--- start of Data section ---
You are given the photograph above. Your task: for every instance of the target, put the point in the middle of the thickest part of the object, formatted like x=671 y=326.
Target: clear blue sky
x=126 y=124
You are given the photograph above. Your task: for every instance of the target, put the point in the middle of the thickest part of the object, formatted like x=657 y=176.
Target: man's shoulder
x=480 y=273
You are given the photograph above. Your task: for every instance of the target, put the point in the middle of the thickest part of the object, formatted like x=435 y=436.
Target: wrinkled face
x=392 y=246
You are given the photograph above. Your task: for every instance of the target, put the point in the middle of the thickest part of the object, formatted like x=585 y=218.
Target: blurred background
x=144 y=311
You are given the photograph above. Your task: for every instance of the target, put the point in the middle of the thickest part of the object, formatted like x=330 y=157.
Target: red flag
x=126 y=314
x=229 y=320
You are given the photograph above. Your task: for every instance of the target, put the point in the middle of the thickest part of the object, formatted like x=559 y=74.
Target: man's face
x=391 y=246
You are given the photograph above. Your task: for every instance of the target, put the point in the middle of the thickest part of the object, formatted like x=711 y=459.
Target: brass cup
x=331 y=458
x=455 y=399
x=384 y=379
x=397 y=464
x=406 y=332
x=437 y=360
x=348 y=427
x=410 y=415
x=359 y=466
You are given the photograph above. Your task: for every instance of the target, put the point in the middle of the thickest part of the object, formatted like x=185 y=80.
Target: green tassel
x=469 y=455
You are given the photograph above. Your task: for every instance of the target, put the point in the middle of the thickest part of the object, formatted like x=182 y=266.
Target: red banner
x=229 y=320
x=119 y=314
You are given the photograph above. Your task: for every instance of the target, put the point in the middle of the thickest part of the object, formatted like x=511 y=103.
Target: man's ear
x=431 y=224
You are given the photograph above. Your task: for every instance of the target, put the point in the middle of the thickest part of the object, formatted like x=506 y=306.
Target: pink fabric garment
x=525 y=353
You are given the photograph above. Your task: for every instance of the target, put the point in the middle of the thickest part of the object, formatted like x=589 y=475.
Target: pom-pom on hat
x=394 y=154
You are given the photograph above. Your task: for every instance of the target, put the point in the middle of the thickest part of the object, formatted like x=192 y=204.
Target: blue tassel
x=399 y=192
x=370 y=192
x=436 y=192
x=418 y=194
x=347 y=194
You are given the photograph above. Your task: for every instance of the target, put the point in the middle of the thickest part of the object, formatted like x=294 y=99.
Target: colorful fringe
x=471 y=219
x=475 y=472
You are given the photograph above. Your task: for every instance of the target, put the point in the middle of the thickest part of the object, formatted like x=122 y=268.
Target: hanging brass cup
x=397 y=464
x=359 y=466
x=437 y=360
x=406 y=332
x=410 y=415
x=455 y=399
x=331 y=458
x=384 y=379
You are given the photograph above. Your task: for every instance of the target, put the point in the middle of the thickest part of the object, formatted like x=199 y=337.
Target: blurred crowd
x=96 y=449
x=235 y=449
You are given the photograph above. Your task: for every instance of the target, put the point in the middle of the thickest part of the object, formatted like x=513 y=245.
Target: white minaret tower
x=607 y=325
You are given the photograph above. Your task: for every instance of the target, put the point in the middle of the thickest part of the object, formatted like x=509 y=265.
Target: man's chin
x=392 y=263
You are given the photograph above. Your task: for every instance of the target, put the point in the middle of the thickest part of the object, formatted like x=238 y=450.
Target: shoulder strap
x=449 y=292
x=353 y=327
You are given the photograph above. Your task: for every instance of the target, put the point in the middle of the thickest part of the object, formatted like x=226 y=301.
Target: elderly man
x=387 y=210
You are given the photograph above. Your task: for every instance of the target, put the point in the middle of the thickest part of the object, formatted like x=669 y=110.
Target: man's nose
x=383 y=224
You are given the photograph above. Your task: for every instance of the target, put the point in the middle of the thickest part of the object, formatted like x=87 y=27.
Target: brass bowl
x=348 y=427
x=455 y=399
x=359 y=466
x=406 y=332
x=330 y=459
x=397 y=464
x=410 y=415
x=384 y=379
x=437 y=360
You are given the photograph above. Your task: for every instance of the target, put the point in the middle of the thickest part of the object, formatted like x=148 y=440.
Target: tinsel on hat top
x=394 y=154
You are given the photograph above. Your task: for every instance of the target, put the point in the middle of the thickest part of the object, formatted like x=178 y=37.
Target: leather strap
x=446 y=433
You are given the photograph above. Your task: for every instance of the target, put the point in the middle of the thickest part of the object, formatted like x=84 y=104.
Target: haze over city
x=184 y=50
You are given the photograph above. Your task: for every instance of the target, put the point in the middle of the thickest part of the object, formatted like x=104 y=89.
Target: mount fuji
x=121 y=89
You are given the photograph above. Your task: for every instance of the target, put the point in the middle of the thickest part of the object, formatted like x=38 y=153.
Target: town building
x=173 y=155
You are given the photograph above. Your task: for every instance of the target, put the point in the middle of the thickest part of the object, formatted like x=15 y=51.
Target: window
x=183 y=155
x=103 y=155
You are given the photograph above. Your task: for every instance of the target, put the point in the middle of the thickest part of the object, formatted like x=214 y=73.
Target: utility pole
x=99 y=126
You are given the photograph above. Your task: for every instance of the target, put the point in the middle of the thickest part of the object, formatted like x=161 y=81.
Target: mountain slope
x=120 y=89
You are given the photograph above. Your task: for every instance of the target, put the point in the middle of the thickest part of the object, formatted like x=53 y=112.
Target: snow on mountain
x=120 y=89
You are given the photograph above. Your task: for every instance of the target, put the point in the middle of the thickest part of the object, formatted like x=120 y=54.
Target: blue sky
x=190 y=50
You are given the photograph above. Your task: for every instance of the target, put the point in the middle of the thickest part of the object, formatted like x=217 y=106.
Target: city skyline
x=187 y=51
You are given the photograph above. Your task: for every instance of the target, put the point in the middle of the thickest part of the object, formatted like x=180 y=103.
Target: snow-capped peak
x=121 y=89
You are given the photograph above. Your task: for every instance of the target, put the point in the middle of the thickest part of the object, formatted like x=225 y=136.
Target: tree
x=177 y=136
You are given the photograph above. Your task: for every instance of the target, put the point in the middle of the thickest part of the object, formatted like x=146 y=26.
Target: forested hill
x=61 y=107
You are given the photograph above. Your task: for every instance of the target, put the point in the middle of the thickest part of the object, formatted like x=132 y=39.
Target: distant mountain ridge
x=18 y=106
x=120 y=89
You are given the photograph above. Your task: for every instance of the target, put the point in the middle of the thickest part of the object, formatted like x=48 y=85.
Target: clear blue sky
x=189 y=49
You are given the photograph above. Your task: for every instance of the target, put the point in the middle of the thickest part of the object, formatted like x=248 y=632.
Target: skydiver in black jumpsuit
--- end of Data section ---
**What is needed:** Return what is listed above, exactly and completely.

**Complete response:**
You are given the photograph above. Your task: for every instance of the target, put the point in the middle of the thickest part of the object, formatted like x=671 y=326.
Target: clear blue sky
x=126 y=124
You are given the photograph above. Your task: for every instance of the target, put the point in the middle of the thickest part of the object, formatted like x=657 y=176.
Target: man's shoulder
x=480 y=273
You are given the photograph above. Your task: for every instance of the target, put the point in the middle of the thickest part of the object, formatted like x=435 y=436.
Target: wrinkled face
x=392 y=246
You are given the photograph above. Your task: for every instance of the target, put the point in the middle of the thickest part of the object, formatted like x=585 y=218.
Target: blurred background
x=144 y=311
You are given the photograph above. Your task: for every instance of the target, put the point in the middle of the thickest part of the object, formatted like x=330 y=157.
Target: red flag
x=126 y=314
x=229 y=320
You are given the photograph above. Your task: for every instance of the target, put the point in the middle of the thickest part of the object, formatted like x=559 y=74.
Target: man's face
x=391 y=246
You are given the photograph above. Your task: for every instance of the target, put the point in the middle of the thickest part of the object, formatted like x=711 y=459.
Target: brass cup
x=331 y=458
x=455 y=399
x=384 y=379
x=397 y=464
x=406 y=332
x=437 y=360
x=348 y=427
x=410 y=415
x=359 y=466
You are given the photograph above. Your task: for every instance of the target, put the point in the middle of the thickest part of the object, formatted like x=185 y=80.
Target: green tassel
x=469 y=455
You are given the photograph above. Your task: for every instance of the target, put the point in the middle of the thickest part of the object, formatted like x=182 y=266.
Target: red banner
x=229 y=320
x=119 y=314
You are given the photograph above. Your task: for every instance of the target, put the point in the middle of the thickest part of the object, formatted like x=511 y=103.
Target: man's ear
x=431 y=224
You are given the photograph above. Your task: for every instance of the target, put the point in the middle of the thickest part of the object, formatted like x=506 y=306.
Target: pink fabric garment
x=525 y=353
You are given the photograph above. Your task: for every instance of the target, put the point in the middle of the thickest part of the object, formatted like x=589 y=475.
Target: pom-pom on hat
x=394 y=154
You are given the photograph above. Your task: for every instance of the target, put the point in the middle of the thickest part of the object, formatted like x=192 y=204.
Target: blue tassel
x=399 y=192
x=370 y=192
x=436 y=192
x=418 y=194
x=347 y=194
You are given the photograph above. Your task: for every instance of the target, put the point in the middle of the thickest part of the object, formatted like x=294 y=99.
Target: colorful fringe
x=471 y=219
x=475 y=472
You are given the photograph above. Your task: for every instance of the target, put the point in the middle of the thickest part of the object, formatted like x=122 y=268.
Target: hanging brass cup
x=397 y=464
x=359 y=466
x=437 y=360
x=406 y=332
x=410 y=415
x=455 y=399
x=331 y=458
x=384 y=379
You are given the photograph above. Your task: for every instance of the target, put the point in the middle of the thickest part of the object, formatted like x=199 y=337.
Target: blurred crowd
x=96 y=449
x=235 y=449
You are given the photograph above. Your task: for every instance of the target, put the point in the middle of the thickest part of the object, formatted like x=513 y=245.
Target: white minaret tower
x=607 y=325
You are given the photograph above. Your task: for every instance of the target, put the point in the middle of the thickest part of the object, formatted like x=509 y=265.
Target: man's chin
x=392 y=263
You are given the photograph above. Your task: for every instance of the target, put the point in the middle of the thickest part of the object, formatted like x=238 y=450.
Target: shoulder strap
x=449 y=292
x=353 y=327
You are given the photograph above. Your task: for every instance of the target, put the point in the middle of the thickest part of the object, formatted like x=226 y=301.
Target: elderly man
x=387 y=210
You are given the photograph above. Your task: for every instance of the target, put the point in the middle of the thickest part of the object, formatted like x=669 y=110.
Target: man's nose
x=383 y=224
You are given the photograph above. Your task: for every instance of the target, put the point in the middle of the thickest part of the object, formatted like x=87 y=27.
Target: brass bowl
x=348 y=427
x=455 y=399
x=359 y=466
x=406 y=332
x=330 y=459
x=397 y=464
x=410 y=415
x=384 y=379
x=437 y=360
You are given the photograph above. Your task: for every instance of the target, put the point in the middle of the thickest part of the object, formatted like x=148 y=440.
Target: tinsel on hat top
x=394 y=154
You are given the photograph above. Your task: for every instance of the target, put the point in the middle of the thickest part of the object, formatted like x=178 y=37.
Target: leather strap
x=446 y=433
You are given the photograph above. Your task: for every instance of the target, put the point in the middle of the thickest part of the object, formatted like x=84 y=104.
Target: haze over city
x=184 y=50
You are given the photograph above. Your task: for every instance of the target, put the point in the middle of the thickest part of the object, formatted like x=104 y=89.
Target: mount fuji
x=121 y=89
You are given the photograph above. Your task: for every instance of the target, put the point in the middle of the thickest part of the object, formatted like x=38 y=153.
Target: town building
x=173 y=155
You are given the photograph above. Your task: for every instance of the target, put the point in the middle of the thickest part of the object, formatted like x=15 y=51.
Target: window
x=183 y=155
x=103 y=155
You are given the photograph above. Your task: for every instance of the target, put the point in the middle of the thickest part of the object, formatted like x=214 y=73.
Target: utility pole
x=99 y=126
You are given the photograph above. Your task: for every instance of the target, put the point in the middle of the thickest part of the object, formatted like x=161 y=81.
Target: mountain slope
x=120 y=89
You are given the photograph above. Your task: for every instance of the target, put the point in the middle of the thickest part of the object, formatted like x=53 y=112.
Target: snow on mountain
x=120 y=89
You are given the photograph above. Your task: for every instance of the target, put the point in the middle of the thickest part of the object, formatted like x=120 y=54.
Target: blue sky
x=190 y=50
You are given the photograph above. Your task: for every instance of the target, put the point in the middle of the thickest part of the object, formatted like x=217 y=106.
Target: city skyline
x=187 y=51
You are given the photograph above. Your task: for every instance of the target, put the point in the middle of the thickest part of the object, formatted like x=180 y=103.
Target: snow-capped peak
x=121 y=89
You are given the photograph above. Your task: for every instance of the target, put the point in the middle of the thickest part of the object, formatted like x=225 y=136.
Target: tree
x=177 y=136
You are given the photograph above. Your task: for every instance of the target, put the point in the middle of the thickest part of the object, formatted like x=146 y=26.
Target: forested hill
x=61 y=107
You are given the photograph above. Your task: for every instance of the target, put the point in the middle of the thickest part of the object, formatted like x=132 y=39.
Target: distant mountain ridge
x=18 y=106
x=120 y=89
You are given the photograph above. Your task: for every instance of the target, put the point in the middle of the thickest part of the object, formatted like x=48 y=85.
Target: clear blue sky
x=189 y=49
You are given the photograph above. Your task: for every instance of the target, put the point in the middle of the thickest part of the object, formatted like x=248 y=632.
Target: skydiver in black jumpsuit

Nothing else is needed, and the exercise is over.